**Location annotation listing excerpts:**
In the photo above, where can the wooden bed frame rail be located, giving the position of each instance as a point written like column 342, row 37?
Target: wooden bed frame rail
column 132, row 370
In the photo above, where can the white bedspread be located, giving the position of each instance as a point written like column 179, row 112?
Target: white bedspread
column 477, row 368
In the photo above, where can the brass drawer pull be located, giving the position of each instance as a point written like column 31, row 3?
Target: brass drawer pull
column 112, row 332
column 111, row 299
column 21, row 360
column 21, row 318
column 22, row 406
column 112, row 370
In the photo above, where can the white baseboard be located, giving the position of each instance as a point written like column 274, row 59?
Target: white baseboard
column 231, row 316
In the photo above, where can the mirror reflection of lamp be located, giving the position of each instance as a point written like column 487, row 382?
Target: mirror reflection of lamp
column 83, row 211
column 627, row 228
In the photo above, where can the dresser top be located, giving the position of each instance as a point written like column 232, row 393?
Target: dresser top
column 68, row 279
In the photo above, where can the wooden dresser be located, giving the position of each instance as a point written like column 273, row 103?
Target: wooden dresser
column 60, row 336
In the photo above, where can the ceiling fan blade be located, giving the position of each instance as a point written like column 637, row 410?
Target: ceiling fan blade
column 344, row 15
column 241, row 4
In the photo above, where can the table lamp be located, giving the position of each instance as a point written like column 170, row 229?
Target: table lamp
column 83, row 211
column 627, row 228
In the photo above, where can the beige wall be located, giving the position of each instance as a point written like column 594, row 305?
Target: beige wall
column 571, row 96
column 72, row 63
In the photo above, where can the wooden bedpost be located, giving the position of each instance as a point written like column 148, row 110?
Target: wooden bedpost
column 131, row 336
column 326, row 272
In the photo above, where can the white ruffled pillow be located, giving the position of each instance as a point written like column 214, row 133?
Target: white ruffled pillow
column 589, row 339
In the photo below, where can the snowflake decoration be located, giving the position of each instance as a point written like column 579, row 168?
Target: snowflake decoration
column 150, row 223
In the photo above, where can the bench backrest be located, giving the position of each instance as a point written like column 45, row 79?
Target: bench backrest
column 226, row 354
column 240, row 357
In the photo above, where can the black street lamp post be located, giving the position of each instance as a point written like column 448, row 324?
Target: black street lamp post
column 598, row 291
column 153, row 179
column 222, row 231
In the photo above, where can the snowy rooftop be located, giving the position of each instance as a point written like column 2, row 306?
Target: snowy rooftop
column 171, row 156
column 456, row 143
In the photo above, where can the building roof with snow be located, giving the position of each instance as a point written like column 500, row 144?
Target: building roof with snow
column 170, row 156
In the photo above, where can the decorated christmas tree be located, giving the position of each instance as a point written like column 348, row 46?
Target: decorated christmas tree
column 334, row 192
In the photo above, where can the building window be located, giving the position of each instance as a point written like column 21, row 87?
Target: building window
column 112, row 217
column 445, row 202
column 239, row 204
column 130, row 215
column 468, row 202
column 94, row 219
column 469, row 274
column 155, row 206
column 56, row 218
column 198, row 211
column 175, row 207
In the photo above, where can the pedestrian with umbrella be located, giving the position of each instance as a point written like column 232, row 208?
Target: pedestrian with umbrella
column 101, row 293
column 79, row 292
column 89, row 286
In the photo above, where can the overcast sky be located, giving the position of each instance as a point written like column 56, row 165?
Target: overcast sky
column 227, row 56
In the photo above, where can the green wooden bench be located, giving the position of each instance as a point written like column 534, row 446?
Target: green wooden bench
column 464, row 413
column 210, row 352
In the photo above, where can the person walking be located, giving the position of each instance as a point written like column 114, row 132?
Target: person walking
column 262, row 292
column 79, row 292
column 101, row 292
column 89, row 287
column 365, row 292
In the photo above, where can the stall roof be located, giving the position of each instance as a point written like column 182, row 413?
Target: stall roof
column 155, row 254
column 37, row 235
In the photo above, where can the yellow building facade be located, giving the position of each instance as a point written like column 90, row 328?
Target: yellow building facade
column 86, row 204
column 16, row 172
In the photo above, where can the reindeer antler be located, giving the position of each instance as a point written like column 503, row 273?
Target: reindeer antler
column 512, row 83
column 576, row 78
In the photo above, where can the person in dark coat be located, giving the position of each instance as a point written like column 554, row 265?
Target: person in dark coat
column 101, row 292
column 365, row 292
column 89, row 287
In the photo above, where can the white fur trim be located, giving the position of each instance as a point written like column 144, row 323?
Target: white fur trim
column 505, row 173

**TASK DIRECTIONS:**
Rewrite the listing, starting at the line containing "In the photo above, where can the white ruffled" and ending after the line containing "column 89, row 286", with "building window" renamed to "storefront window" and nothing else changed.

**ANSWER TO THIS EXERCISE:**
In the photo above, where can the white ruffled pillow be located, giving the position of each instance as a point written like column 214, row 133?
Target: white ruffled pillow
column 589, row 339
In the photo below, where can the snowflake decoration be located, giving the position of each instance as a point written like column 579, row 168?
Target: snowflake decoration
column 150, row 223
In the photo above, where can the bench backrest be located, giving the position of each instance as a point written like column 45, row 79?
Target: bench backrest
column 226, row 354
column 240, row 357
In the photo above, where can the black street lamp post be located, giving the position of each instance as a point written like column 448, row 324?
Target: black street lamp post
column 598, row 291
column 153, row 179
column 222, row 231
In the photo above, where can the snowy rooftop be located, giving the position of each instance as a point written like column 2, row 306?
Target: snowy rooftop
column 171, row 156
column 456, row 143
In the photo above, where can the building roof with snow be located, giving the position of each instance as a point written like column 500, row 144?
Target: building roof with snow
column 170, row 156
In the photo above, where can the decorated christmas tree be located, giving the position of each instance as a point written like column 348, row 46?
Target: decorated christmas tree
column 334, row 192
In the photo above, where can the storefront window be located, giving the position of each instance as a point written like column 21, row 87?
Target: storefront window
column 112, row 217
column 445, row 202
column 239, row 204
column 130, row 215
column 468, row 202
column 94, row 219
column 469, row 274
column 155, row 206
column 56, row 218
column 198, row 211
column 175, row 207
In the photo above, where can the pedestrian with umbrella be located, giving the position of each instance as a point written like column 232, row 208?
Target: pedestrian with umbrella
column 101, row 293
column 79, row 292
column 89, row 286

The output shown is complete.